DATASET RECORDS Block Start
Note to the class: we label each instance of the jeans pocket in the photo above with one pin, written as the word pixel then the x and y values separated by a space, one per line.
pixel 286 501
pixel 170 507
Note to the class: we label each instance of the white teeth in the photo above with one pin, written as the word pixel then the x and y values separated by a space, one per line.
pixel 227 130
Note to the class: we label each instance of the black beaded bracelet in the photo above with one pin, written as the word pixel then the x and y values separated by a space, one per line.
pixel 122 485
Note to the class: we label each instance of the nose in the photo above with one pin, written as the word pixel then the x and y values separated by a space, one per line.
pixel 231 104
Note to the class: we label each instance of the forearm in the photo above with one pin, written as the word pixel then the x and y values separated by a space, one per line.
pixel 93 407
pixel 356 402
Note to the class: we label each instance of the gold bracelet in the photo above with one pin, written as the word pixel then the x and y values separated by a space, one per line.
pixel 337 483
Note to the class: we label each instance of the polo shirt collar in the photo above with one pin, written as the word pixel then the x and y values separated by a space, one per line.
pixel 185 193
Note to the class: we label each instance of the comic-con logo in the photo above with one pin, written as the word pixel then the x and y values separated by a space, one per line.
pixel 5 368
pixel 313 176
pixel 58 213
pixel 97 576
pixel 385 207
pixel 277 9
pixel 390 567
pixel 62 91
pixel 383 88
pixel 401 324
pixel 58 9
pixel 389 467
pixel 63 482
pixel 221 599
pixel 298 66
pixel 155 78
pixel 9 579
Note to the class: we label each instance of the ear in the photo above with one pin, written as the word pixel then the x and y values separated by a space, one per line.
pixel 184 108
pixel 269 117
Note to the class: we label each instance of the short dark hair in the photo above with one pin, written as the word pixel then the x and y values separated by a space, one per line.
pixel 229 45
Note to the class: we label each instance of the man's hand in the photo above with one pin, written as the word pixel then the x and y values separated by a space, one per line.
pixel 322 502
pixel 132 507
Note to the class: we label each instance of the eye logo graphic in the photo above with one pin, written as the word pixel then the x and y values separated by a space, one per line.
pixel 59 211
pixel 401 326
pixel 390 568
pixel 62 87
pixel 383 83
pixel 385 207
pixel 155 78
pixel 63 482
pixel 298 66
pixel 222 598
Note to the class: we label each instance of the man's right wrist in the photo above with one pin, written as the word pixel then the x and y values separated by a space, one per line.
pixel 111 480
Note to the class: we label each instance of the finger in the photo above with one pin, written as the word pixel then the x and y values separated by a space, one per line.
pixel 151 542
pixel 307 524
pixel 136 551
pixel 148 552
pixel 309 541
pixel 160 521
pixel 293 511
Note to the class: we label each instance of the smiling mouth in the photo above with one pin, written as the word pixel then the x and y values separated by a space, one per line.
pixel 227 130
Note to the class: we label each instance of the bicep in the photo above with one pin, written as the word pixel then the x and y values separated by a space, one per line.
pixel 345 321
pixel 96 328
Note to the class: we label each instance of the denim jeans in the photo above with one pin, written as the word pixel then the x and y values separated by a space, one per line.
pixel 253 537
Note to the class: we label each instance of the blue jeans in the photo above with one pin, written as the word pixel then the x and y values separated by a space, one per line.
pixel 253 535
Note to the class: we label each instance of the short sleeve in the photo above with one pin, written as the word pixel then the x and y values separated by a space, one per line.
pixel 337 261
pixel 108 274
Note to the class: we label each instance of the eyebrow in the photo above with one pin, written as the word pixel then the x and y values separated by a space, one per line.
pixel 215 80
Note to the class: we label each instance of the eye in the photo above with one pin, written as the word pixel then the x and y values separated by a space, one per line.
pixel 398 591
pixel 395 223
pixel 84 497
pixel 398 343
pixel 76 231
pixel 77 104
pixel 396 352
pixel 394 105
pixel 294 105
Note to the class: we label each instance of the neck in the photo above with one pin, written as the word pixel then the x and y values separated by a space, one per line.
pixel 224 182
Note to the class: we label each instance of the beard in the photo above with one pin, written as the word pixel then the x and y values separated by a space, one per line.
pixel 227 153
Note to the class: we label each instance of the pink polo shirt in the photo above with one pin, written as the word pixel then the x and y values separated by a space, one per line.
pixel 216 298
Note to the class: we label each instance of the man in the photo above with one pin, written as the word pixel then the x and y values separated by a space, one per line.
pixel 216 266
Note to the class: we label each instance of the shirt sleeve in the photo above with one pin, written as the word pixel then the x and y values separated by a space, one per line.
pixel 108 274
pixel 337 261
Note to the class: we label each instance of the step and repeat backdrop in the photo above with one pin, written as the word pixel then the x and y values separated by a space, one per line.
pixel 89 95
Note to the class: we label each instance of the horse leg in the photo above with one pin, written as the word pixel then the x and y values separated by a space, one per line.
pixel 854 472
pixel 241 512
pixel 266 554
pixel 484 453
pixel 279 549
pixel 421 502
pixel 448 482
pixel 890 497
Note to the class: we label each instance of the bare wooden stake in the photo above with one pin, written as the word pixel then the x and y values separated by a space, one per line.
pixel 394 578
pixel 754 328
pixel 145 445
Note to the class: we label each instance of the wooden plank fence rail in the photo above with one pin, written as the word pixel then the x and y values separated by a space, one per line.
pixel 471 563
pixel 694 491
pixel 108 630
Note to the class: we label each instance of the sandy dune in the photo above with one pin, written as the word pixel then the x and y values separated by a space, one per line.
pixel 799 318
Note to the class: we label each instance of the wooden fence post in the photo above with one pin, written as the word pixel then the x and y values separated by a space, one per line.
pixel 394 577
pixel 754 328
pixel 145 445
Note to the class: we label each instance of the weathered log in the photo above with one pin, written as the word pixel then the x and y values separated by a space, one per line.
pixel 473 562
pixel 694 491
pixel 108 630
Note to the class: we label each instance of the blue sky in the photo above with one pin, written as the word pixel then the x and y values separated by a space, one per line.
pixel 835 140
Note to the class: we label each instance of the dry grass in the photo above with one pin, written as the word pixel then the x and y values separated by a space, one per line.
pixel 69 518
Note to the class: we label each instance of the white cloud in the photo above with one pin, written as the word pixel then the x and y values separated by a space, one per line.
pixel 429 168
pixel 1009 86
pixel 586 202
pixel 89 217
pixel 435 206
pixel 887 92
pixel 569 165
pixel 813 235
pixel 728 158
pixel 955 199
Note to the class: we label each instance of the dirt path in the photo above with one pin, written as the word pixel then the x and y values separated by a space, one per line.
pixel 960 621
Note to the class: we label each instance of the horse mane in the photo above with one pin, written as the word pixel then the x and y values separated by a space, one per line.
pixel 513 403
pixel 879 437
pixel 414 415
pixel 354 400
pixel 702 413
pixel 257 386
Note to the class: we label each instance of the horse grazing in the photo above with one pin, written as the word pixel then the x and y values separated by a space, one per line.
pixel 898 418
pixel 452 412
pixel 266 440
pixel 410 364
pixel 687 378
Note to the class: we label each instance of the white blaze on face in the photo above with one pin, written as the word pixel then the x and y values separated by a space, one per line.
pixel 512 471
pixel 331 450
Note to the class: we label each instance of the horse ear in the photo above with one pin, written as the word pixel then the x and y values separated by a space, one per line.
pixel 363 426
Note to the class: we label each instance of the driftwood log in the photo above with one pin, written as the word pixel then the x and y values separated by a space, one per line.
DATASET RECORDS Block End
ABOUT THIS EXERCISE :: Nothing in the listing should be left out; repeat it exactly.

EXPECTED OUTPUT ::
Note to the class: we label each instance of the jeans pocket in the photo above with one pin, written as the word pixel then the x and y values separated by a space, one per line.
pixel 286 501
pixel 170 507
Note to the class: we label each instance of the white teeth in the photo above with one pin, written as the word pixel then the x and y values separated by a space, one per line.
pixel 227 130
Note to the class: we label each instance of the black beaded bracelet in the photo above with one pin, written as the word pixel then the x and y values separated by a space, one per line.
pixel 122 485
Note to the class: we label each instance of the nose in the photo above with one pin, written as the word pixel then the x and y values separated by a space, one per line.
pixel 231 104
Note to the class: we label each instance of the forearm in the photo above with one pin, written as the word pixel then the x and y values separated by a space, one per line.
pixel 93 407
pixel 356 402
Note to the class: we label each instance of the gold bracelet in the photo above with one pin, written as the word pixel then the x and y values separated by a space, one per line.
pixel 337 483
Note to the class: we label each instance of the polo shirt collar in the photo above with one pin, written as the word pixel then the x and y values separated by a space, one per line.
pixel 185 193
Note to the class: we label each instance of the comic-con logo in the photo above with one pin, written as the word pixel then the x and y values separated by a space, one per line.
pixel 5 368
pixel 313 176
pixel 58 213
pixel 97 576
pixel 385 207
pixel 277 9
pixel 390 567
pixel 62 91
pixel 383 88
pixel 401 324
pixel 58 9
pixel 389 467
pixel 63 482
pixel 221 599
pixel 298 66
pixel 155 78
pixel 9 579
Note to the class: we label each instance of the ear in the photo above with one pin, written as the word pixel then the x and y values separated by a space, one per line.
pixel 184 108
pixel 269 117
Note to the class: we label each instance of the short dark hair in the photo above with one pin, written as the word pixel then the x and y values separated by a space, one per line.
pixel 229 45
Note to the class: we label each instance of the man's hand in the photo above with one pin, written as the word pixel then the x and y values separated by a space, one per line.
pixel 322 502
pixel 132 507
Note to the class: we label each instance of the eye logo graphic in the photo above with one pin, written as the word pixel then the x and y values separated by a space, one per line.
pixel 59 211
pixel 401 326
pixel 390 568
pixel 62 87
pixel 383 83
pixel 385 207
pixel 155 78
pixel 63 482
pixel 298 66
pixel 222 598
Note to the class: we label each instance of the man's right wrist in the photo above with one pin, written as the word pixel then the x and y values separated by a space, one per line.
pixel 111 480
Note to the class: we label each instance of the finger in the photo above with one pin, written as the word pixel then the x and y values separated by a space, one per line.
pixel 151 542
pixel 307 524
pixel 136 551
pixel 148 552
pixel 309 541
pixel 160 521
pixel 293 511
Note to the class: we label each instance of the smiling mouth in the photo above with one pin, written as the word pixel then the x and y values separated by a space, one per line.
pixel 227 130
Note to the class: we label each instance of the bicep in the photo above with one pin, written as the word pixel then the x and y values separated by a space, one per line.
pixel 345 321
pixel 96 328
Note to the class: we label each instance of the denim jeans in the photo above with one pin, written as the word pixel then the x and y values separated by a space, one per line.
pixel 253 537
Note to the class: we label each instance of the blue jeans in the photo above with one pin, written as the word pixel then the x and y values separated by a space, one per line.
pixel 253 535
Note to the class: we label each instance of the short sleeve in the photo above with one pin, written as the word pixel then the x and y values separated by a space, one per line.
pixel 337 261
pixel 108 274
Note to the class: we label each instance of the eyebrow in the photo above with one pin, written as the word pixel then the x and y values separated by a space, one per line.
pixel 215 80
Note to the class: we label each instance of the eye in the photo above with one pin, written as the word pixel then the x and y values separated by a space, one per line.
pixel 398 591
pixel 395 223
pixel 84 497
pixel 398 343
pixel 76 231
pixel 77 104
pixel 396 352
pixel 394 105
pixel 294 105
Note to the class: we label each instance of the neck in the photo above with one pin, written as the word pixel then the x and y values separated by a space, one per line.
pixel 224 182
Note to the class: we label each instance of the beard in the photo above with one pin, written as the word pixel then the x and y values separated by a space, one per line.
pixel 227 153
Note to the class: we label each instance of the pink polo shirt in the photo above with one pin, written as the word pixel then the x and y values separated by a space, one per line.
pixel 216 298
Note to the class: we label each instance of the man in the photo above with one pin, written as the word pixel then the x and y values separated by a space, one per line.
pixel 216 266
Note to the class: we label each instance of the shirt sleeve in the photo above with one pin, written as the word pixel then the x and y values separated by a space, one per line.
pixel 108 274
pixel 337 261
Note to the class: we label each instance of the step and repeat backdrop in the photo above with one pin, written as the word pixel then the x and y values separated by a space, one per line.
pixel 89 95
Note to the class: we label each instance of the horse leg in the photo above with one pin, written as the word pixel then the x and y values separated by a space, one per line.
pixel 854 472
pixel 241 512
pixel 266 554
pixel 484 453
pixel 279 549
pixel 421 502
pixel 448 482
pixel 890 497
Note to the class: we label each instance of the bare wooden stake in the photo above with one pin, written as the word pixel then the x and y values separated by a space, one per line.
pixel 394 578
pixel 754 328
pixel 145 445
Note to the class: we label each instance of the wooden plank fence rail in the photo above with one pin, written as the word pixel then the x and y values separated by a space, one per line.
pixel 471 563
pixel 694 491
pixel 108 630
Note to the class: we label each instance of the sandy dune in the photo above with one pin, written as the word pixel then the x and y values separated by a space, one per line.
pixel 799 318
Note to the class: we label each instance of the wooden fence post in the photo above with one pin, written as the word pixel then the x and y values separated by a space, one per line.
pixel 394 577
pixel 754 328
pixel 145 445
Note to the class: we label each instance of the weathered log in the photo above with one pin, written as the word pixel then the x and y values separated by a space, one per line.
pixel 473 562
pixel 694 491
pixel 108 630
Note to the class: we label each instance of the blue sky in the photo above with one pin, written as the word pixel then the x and y values separated by a space, one per line.
pixel 835 140
Note to the class: we label each instance of the dry grass in the photo above with one pin, written as the word pixel then the x and y values separated by a space, one per line.
pixel 69 518
Note to the class: we label each instance of the white cloud in the photo above with one pin, written as the word pixel then the x and y values separated by a space, one per line.
pixel 429 168
pixel 1009 86
pixel 586 202
pixel 89 217
pixel 435 206
pixel 887 92
pixel 569 165
pixel 813 235
pixel 728 158
pixel 955 199
Note to the class: we label each instance of the dirt path in the photo above with one pin, written as the word pixel then the x and y values separated by a space, one per line.
pixel 960 621
Note to the class: we label each instance of the horse mane in the photo above with one pin, written as the word pixel then the x and y values separated by a space, one per line.
pixel 513 403
pixel 879 437
pixel 414 415
pixel 354 400
pixel 702 413
pixel 257 386
Note to the class: we label each instance of the horse grazing in the photo above with one pin, written as the word pixel then the x and y values separated by a space, one per line.
pixel 898 418
pixel 452 412
pixel 266 440
pixel 410 364
pixel 687 378
Note to the class: we label each instance of the white blaze on face in the photo above with one pin, written as the word pixel then the x and y values separated by a space, one per line.
pixel 512 471
pixel 331 450
Note to the class: we label each instance of the horse ear in the photo above with one pin, written as the word pixel then the x and y values separated by a space, one per line.
pixel 363 426
Note to the class: we label each instance of the driftwood log in the photo above with one pin, written as the word pixel then the x and y values separated by a space, one per line.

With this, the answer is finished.